● **Your instructions**: Reproduce every line of the material below word for word, keeping the original order.

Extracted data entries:
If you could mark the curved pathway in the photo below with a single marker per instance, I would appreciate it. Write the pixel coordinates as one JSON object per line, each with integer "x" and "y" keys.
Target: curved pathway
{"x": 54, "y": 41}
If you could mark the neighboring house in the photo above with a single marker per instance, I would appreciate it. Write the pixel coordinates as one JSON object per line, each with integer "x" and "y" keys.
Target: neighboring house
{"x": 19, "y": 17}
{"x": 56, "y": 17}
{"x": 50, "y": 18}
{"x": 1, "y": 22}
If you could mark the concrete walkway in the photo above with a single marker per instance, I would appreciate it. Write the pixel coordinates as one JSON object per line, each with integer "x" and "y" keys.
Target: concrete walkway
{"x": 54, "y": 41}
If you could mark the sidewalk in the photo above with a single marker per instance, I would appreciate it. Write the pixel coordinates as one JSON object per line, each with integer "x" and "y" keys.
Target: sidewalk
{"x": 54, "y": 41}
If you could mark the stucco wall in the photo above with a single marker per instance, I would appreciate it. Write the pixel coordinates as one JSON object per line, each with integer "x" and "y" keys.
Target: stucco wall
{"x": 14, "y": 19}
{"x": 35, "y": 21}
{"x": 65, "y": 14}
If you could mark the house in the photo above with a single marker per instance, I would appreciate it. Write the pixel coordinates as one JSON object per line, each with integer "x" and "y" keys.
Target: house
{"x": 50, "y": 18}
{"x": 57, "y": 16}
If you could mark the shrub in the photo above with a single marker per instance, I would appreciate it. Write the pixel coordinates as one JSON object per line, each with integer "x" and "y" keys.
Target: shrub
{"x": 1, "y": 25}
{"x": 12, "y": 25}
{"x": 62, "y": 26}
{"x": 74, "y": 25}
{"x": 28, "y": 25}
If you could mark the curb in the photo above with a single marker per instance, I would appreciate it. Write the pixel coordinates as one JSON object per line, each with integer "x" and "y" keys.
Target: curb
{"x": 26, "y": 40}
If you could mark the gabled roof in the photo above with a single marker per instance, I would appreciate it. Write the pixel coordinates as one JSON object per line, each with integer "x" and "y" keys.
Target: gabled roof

● **In response**:
If you could mark the curved pathway in the photo below with a single marker per instance, I would appreciate it. Write the pixel coordinates as one JSON object per line, each with integer "x" and "y" keys.
Target: curved pathway
{"x": 54, "y": 41}
If you could mark the neighboring house in the photo above with a single marker per instance, I would appreciate it. Write the pixel coordinates as one JSON object per line, each with integer "x" and "y" keys.
Target: neighboring house
{"x": 19, "y": 17}
{"x": 56, "y": 17}
{"x": 50, "y": 18}
{"x": 1, "y": 22}
If you could mark the concrete walkway in the photo above with a single marker per instance, I would appreciate it. Write the pixel coordinates as one JSON object per line, each with integer "x" and "y" keys.
Target: concrete walkway
{"x": 54, "y": 41}
If you could mark the sidewalk in the photo above with a single marker per instance, I would appreciate it. Write the pixel coordinates as one JSON object per line, each with integer "x" and "y" keys.
Target: sidewalk
{"x": 54, "y": 41}
If you could mark the stucco wall in the photo above with a single marker per instance, I would appreciate it. Write the pixel coordinates as one JSON object per line, each with integer "x" and "y" keys.
Target: stucco wall
{"x": 14, "y": 19}
{"x": 35, "y": 21}
{"x": 65, "y": 14}
If you could mark the house in the photo above with a single marker per instance, I would appreciate it. Write the pixel coordinates as one JSON object per line, each with integer "x" and "y" keys.
Target: house
{"x": 50, "y": 18}
{"x": 57, "y": 16}
If you could mark the shrub in the photo above with a single marker per instance, I would appreciate it. Write the pixel coordinates as one JSON object per line, each with integer "x" and "y" keys.
Target: shrub
{"x": 1, "y": 25}
{"x": 12, "y": 25}
{"x": 62, "y": 26}
{"x": 74, "y": 25}
{"x": 28, "y": 25}
If you could mark the curb in the photo above with a single marker per instance, I would appreciate it. Write the pixel coordinates as one JSON object per line, each with integer "x" and "y" keys.
Target: curb
{"x": 26, "y": 40}
If you could mark the gabled roof in the photo above with a single marker per instance, I would appreciate it. Write the pixel coordinates as one JSON object per line, each with integer "x" and "y" keys.
Target: gabled roof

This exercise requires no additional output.